Records excerpted from a collection

%%

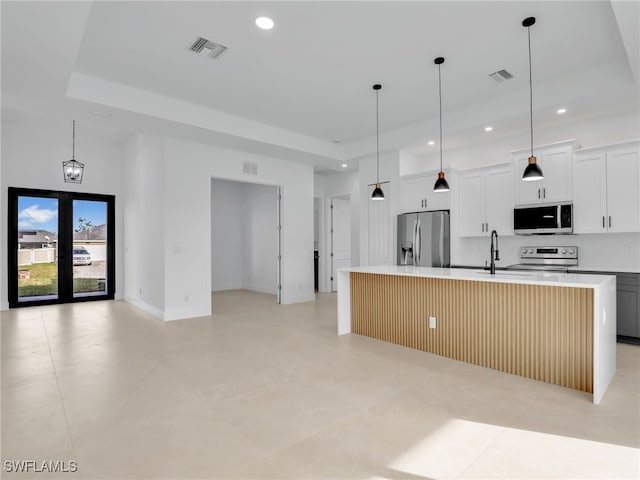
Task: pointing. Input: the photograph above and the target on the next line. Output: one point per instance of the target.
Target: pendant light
(533, 172)
(441, 184)
(72, 170)
(377, 194)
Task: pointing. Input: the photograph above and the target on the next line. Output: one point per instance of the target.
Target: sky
(41, 213)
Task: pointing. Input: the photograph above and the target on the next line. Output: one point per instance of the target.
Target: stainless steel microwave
(543, 219)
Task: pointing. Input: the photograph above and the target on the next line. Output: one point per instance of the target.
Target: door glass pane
(89, 248)
(37, 248)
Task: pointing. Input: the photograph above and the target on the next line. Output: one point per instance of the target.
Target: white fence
(28, 256)
(97, 251)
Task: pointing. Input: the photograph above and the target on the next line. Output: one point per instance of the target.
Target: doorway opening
(61, 247)
(246, 241)
(340, 236)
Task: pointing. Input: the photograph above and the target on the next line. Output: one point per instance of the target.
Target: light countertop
(603, 269)
(577, 269)
(527, 277)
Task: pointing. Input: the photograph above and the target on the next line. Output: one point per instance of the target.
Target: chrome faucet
(495, 254)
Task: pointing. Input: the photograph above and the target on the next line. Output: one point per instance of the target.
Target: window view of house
(37, 247)
(89, 247)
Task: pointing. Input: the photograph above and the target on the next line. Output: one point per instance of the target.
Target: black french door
(61, 247)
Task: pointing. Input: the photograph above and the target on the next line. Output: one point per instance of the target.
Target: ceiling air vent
(207, 48)
(501, 76)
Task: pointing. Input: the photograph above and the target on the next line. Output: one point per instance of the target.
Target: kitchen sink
(511, 274)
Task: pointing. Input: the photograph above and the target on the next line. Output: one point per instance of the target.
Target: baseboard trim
(136, 302)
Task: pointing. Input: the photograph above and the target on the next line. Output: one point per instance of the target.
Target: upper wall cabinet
(606, 183)
(556, 163)
(418, 194)
(486, 201)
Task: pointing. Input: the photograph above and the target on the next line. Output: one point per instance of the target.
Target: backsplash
(612, 250)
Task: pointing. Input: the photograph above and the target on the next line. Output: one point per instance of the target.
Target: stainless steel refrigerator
(423, 239)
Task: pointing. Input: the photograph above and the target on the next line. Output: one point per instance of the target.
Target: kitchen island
(554, 327)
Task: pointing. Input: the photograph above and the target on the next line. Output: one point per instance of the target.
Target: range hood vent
(501, 76)
(207, 48)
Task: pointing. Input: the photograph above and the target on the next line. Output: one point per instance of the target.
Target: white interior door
(340, 238)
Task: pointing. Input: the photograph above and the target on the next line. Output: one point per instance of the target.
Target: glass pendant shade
(441, 184)
(72, 171)
(533, 172)
(377, 194)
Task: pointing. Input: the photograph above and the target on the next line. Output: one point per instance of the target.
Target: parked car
(81, 256)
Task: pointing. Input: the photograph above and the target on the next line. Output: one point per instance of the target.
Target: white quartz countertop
(528, 277)
(603, 269)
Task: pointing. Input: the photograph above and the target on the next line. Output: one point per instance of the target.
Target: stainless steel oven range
(554, 259)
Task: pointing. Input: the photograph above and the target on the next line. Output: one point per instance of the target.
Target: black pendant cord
(530, 91)
(73, 147)
(377, 142)
(440, 95)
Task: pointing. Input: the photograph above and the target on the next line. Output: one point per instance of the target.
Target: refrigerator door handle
(415, 244)
(418, 244)
(441, 243)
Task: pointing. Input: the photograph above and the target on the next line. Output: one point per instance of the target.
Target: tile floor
(266, 391)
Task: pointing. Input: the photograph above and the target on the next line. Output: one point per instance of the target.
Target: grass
(44, 281)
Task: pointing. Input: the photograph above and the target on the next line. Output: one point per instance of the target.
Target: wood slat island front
(554, 328)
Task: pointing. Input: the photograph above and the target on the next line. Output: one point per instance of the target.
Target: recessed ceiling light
(99, 113)
(264, 22)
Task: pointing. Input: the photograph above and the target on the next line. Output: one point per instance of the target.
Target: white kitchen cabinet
(418, 194)
(486, 202)
(607, 189)
(555, 160)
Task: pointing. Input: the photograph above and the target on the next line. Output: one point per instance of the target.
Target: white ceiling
(295, 89)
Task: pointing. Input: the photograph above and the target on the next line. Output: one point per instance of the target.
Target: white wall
(495, 148)
(260, 238)
(389, 171)
(243, 236)
(595, 250)
(190, 167)
(32, 157)
(227, 233)
(144, 223)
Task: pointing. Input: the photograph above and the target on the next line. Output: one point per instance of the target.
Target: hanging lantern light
(533, 172)
(72, 170)
(441, 184)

%%

Exercise aim
Please repeat all of the entries above word for word, but drop any pictures.

Exercise result
Task: pointing. Input: the photograph above and the target on the next line. Output: one point per instance of the target.
Target: pendant light
(533, 172)
(441, 184)
(72, 170)
(377, 194)
Task: pointing. Input: the photograph above and the target on the next line. Output: one point per instance of the target.
Target: sky
(41, 213)
Task: pointing. Input: the photograph above and the target on the next line. Output: one point per instance of the target.
Target: stainless steel microwave
(543, 219)
Task: pointing. Input: the photograph above and the target on the next line. Output: one point per instance of the target.
Target: door glass pane
(89, 248)
(37, 248)
Task: pointing. Input: the photograph above and the target on the next line. Output: one point per instance of the target.
Target: white fence
(28, 256)
(97, 251)
Task: pointing. Input: the photograph above and the target on the next line. Output: one point per instance of the target.
Target: doorway opening
(61, 247)
(246, 241)
(340, 236)
Task: pointing. Input: the photograph above and the target on the next line. Output: one point per instance of the target.
Target: light countertop
(603, 269)
(577, 269)
(527, 277)
Task: pointing. Input: the photograph above and the target on the next line. Output: one point per instance of the target.
Target: chrome faucet
(495, 254)
Task: pointing. Input: the photograph above and the target on the next line. Output: one point per instance of the target.
Target: window view of house
(37, 247)
(89, 247)
Task: pointing. Input: the photograph above and the target on the next line. Output: one point per instance of the target.
Target: black french door
(61, 247)
Task: pointing. Input: the photograph above and the target on the next line. Output: one point per instance of the target.
Target: ceiling air vent
(207, 48)
(501, 76)
Task: pointing. Input: the photograph above and the target on the next line. Output: one point per instance of the target.
Target: kitchen sink
(511, 274)
Task: pointing. Input: the photograph above and the target on the next line. Output: one point per instance of the target.
Target: baseboard trim
(136, 302)
Task: pointing. Input: the photograph above and the target on the next line. Output: one point per instance of the target.
Target: upper wall cabinet
(606, 183)
(556, 163)
(418, 194)
(486, 201)
Task: pointing. Input: the photograph above and the target on the next line. Output: one point per instance of the target.
Target: backsplash
(612, 250)
Task: pointing. Input: the photograph above and the target on the next line. Output: one point per instance of the target.
Target: stainless steel refrigerator
(423, 239)
Task: pointing. Input: the photograph above and the target on the next line. Output: one point per instance of the target.
Target: kitchen island
(554, 327)
Task: pointing. Input: the photograph above and the target on the next line. Output: one point per instance of the target.
Target: range hood vent
(501, 76)
(207, 48)
Task: pointing. Input: the photograph above and the target on the next line. Output: one point per instance of the target.
Target: white interior door
(340, 238)
Task: pointing. Input: the photograph above and the target on the next line. Output: one point per instance of the target.
Target: glass pendant shade
(441, 184)
(72, 171)
(533, 172)
(377, 194)
Task: pointing. Input: the photograph above and the target on the next line. Output: one point per instance of the target.
Target: parked car
(81, 256)
Task: pointing. Input: the photograph above and the target on the next line. Output: one point per instance of the target.
Target: white quartz countertop
(528, 277)
(603, 269)
Task: pointing. Input: the photograph above and the target on the next line. Output: one point per instance of the target.
Target: stainless steel oven range
(554, 259)
Task: pointing. Input: the photograph above and the target on the next line. Output: one point per instance of the target.
Target: black pendant cord
(530, 91)
(73, 147)
(377, 142)
(440, 95)
Task: pointing. Input: the photograph above and the target on the next line. Output: one point per instance of the target.
Target: refrigerator door handle
(415, 244)
(418, 244)
(441, 243)
Task: pointing. Input: the photograph above and the target on the next line. Output: one point per instance of the target.
Target: tile floor
(266, 391)
Task: pointing. Input: the photograph above and the target on the next line. Output: one point per instance of the target.
Target: grass
(44, 281)
Task: pointing. Input: the photograph above and the target on the next line. Output: one point per instance of the target.
Target: wood slat island front
(554, 328)
Task: pointing. Input: the photograph above and the target on the next line. Output: one point per instance of the target.
Target: recessed ceiling light
(99, 113)
(264, 22)
Task: pointing. Input: the photograph above and the target on the next line. Output: one point per instance of the target.
Target: white kitchen cabinet
(418, 194)
(486, 202)
(607, 189)
(555, 160)
Task: pointing. Input: the photograph above and the target on the next line. Output: one point per instance of the target.
Target: white ceiling
(295, 89)
Task: pointing. Input: the photograph above and the target on the next line. Output: one point per instance of the target.
Target: white wall
(495, 148)
(260, 238)
(389, 171)
(243, 236)
(595, 250)
(190, 167)
(32, 157)
(227, 233)
(144, 223)
Task: pointing. Input: the photograph above and the target on the next line. Output: one point per instance of the target.
Target: hanging lantern light
(533, 172)
(72, 170)
(441, 184)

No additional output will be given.